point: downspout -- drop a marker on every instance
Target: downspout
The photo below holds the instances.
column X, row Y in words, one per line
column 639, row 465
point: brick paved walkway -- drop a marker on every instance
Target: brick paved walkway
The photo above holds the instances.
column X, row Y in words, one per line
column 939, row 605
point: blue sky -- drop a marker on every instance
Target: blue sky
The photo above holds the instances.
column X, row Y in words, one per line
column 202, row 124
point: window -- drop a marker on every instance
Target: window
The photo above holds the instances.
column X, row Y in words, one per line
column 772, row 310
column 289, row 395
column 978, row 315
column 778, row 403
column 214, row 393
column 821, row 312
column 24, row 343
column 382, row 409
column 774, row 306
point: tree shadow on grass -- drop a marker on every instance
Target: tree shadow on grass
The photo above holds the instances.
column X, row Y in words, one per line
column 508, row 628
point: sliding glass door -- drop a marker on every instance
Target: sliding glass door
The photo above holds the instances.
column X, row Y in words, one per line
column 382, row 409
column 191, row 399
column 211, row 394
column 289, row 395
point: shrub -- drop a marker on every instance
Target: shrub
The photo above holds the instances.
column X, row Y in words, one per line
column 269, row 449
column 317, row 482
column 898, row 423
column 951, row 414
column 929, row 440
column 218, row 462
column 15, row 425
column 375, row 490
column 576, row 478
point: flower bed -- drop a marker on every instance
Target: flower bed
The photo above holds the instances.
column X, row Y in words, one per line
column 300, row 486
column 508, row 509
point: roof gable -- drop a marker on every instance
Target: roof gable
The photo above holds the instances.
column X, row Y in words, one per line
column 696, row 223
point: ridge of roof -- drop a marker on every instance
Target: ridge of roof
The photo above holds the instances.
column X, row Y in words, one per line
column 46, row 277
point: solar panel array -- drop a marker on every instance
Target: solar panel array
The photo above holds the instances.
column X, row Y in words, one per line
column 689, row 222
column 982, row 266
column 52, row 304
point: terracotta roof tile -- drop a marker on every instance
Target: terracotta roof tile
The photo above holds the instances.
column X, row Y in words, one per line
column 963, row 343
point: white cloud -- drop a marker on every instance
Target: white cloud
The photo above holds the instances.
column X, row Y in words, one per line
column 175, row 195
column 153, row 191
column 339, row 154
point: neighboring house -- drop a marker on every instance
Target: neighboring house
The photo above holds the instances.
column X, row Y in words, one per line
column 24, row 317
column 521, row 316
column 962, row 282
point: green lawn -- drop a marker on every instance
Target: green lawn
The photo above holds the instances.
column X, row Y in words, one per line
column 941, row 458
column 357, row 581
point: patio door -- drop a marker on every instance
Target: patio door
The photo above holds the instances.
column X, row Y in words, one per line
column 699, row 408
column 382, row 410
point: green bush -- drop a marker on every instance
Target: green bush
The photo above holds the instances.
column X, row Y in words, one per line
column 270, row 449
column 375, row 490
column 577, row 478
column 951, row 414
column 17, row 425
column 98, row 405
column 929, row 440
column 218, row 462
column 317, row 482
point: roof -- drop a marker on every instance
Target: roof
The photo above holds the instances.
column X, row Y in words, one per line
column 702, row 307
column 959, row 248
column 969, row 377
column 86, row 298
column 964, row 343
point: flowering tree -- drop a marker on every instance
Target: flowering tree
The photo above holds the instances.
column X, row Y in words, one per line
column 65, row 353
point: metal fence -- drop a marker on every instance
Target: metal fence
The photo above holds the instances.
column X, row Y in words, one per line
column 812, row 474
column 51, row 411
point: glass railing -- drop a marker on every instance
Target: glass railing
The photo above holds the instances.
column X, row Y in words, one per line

____________

◆ DESCRIPTION OF THE TASK ◆
Write all the lines of the rows above as a JSON list of strings, one string per line. Skip any blank lines.

◆ SOLVED PROBLEM ◆
[
  "point: downspout -- drop a marker on every instance",
  "Target: downspout",
  "The photo below holds the instances.",
  "column X, row Y in words, one per line",
  "column 639, row 465",
  "point: brick paved walkway -- drop a marker on every instance",
  "Target: brick paved walkway",
  "The photo above holds the instances.",
  "column X, row Y in words, one per line",
  "column 939, row 605",
  "point: blue sky -- drop a marker on every instance",
  "Target: blue sky",
  "The photo above holds the instances.",
  "column X, row Y in words, one per line",
  "column 202, row 124",
  "point: window -- drop a marker on every instance",
  "Target: window",
  "The photo above holds the instances.",
  "column X, row Y in words, one per line",
  "column 772, row 310",
  "column 289, row 395",
  "column 978, row 315",
  "column 778, row 403",
  "column 214, row 393",
  "column 821, row 312",
  "column 24, row 343",
  "column 382, row 409",
  "column 774, row 306",
  "point: tree shadow on grass -- drop a marker on every instance",
  "Target: tree shadow on grass",
  "The photo above holds the instances.",
  "column X, row Y in words, one per line",
  "column 508, row 628",
  "point: sliding glass door -- drop a marker on every instance",
  "Target: sliding glass door",
  "The photo above holds the instances.",
  "column X, row Y in words, one per line",
  "column 382, row 409",
  "column 191, row 399",
  "column 211, row 394",
  "column 289, row 395",
  "point: shrub -- drop a marker on every instance",
  "Target: shrub",
  "The photo above holds the instances.",
  "column X, row Y in words, one per line",
  "column 269, row 449",
  "column 317, row 482",
  "column 898, row 423",
  "column 951, row 414",
  "column 929, row 440",
  "column 218, row 462",
  "column 15, row 425",
  "column 375, row 490",
  "column 576, row 478",
  "point: flower bed -- drop a marker on every instance",
  "Target: flower bed",
  "The photo above holds the instances.",
  "column X, row Y in words, one per line",
  "column 300, row 486",
  "column 508, row 509",
  "point: roof gable -- drop a marker on every instance",
  "Target: roof gable",
  "The photo above holds the instances.",
  "column X, row Y in words, one per line",
  "column 696, row 223",
  "point: ridge of roof -- drop a marker on every instance",
  "Target: ridge of roof",
  "The photo above holds the instances.",
  "column X, row Y in words, one per line",
  "column 46, row 277",
  "point: solar panel array -- drop a marker on every instance",
  "Target: solar panel array",
  "The photo above holds the instances.",
  "column X, row Y in words, one per line",
  "column 689, row 222",
  "column 982, row 266",
  "column 52, row 304",
  "point: terracotta roof tile -- drop a marker on every instance",
  "Target: terracotta roof tile",
  "The photo above holds the instances.",
  "column X, row Y in words, one per line",
  "column 963, row 343",
  "point: white cloud -- drop a marker on every instance",
  "Target: white cloud",
  "The photo above holds the instances.",
  "column X, row Y in words, one per line",
  "column 175, row 195",
  "column 153, row 191",
  "column 339, row 154",
  "point: neighboring house -- drop a marker on every instance",
  "Target: neighboring house",
  "The photo above holds the instances.",
  "column X, row Y in words, one per line",
  "column 24, row 317",
  "column 521, row 316",
  "column 962, row 282",
  "point: green lawn -- drop a marker on every instance",
  "Target: green lawn",
  "The photo above holds the instances.",
  "column X, row Y in words, one per line",
  "column 941, row 458",
  "column 357, row 581",
  "point: patio door -- drop a marker on every instance",
  "Target: patio door",
  "The photo above holds the instances.",
  "column X, row Y in words, one per line",
  "column 699, row 408",
  "column 382, row 410",
  "point: green bush -- drop a marker on every instance",
  "Target: green bush",
  "The photo above holds the instances.",
  "column X, row Y in words, one per line",
  "column 270, row 449",
  "column 375, row 490",
  "column 577, row 478",
  "column 951, row 414",
  "column 17, row 425",
  "column 98, row 405",
  "column 929, row 440",
  "column 218, row 462",
  "column 317, row 482",
  "point: roof -- drop a marker on every instance",
  "Target: roof",
  "The photo above holds the instances.",
  "column X, row Y in words, one per line",
  "column 702, row 307",
  "column 959, row 248",
  "column 969, row 377",
  "column 86, row 298",
  "column 964, row 343",
  "point: flowering tree -- drop a marker on every instance",
  "Target: flowering tree",
  "The photo above holds the instances.",
  "column X, row Y in words, one per line",
  "column 65, row 353",
  "point: metal fence -- drop a marker on every instance",
  "Target: metal fence",
  "The photo above holds the instances.",
  "column X, row Y in words, one per line",
  "column 812, row 474",
  "column 51, row 411",
  "point: glass railing -- drop a marker on every instance",
  "Target: glass railing",
  "The photo above holds the instances.",
  "column X, row Y in words, one per line"
]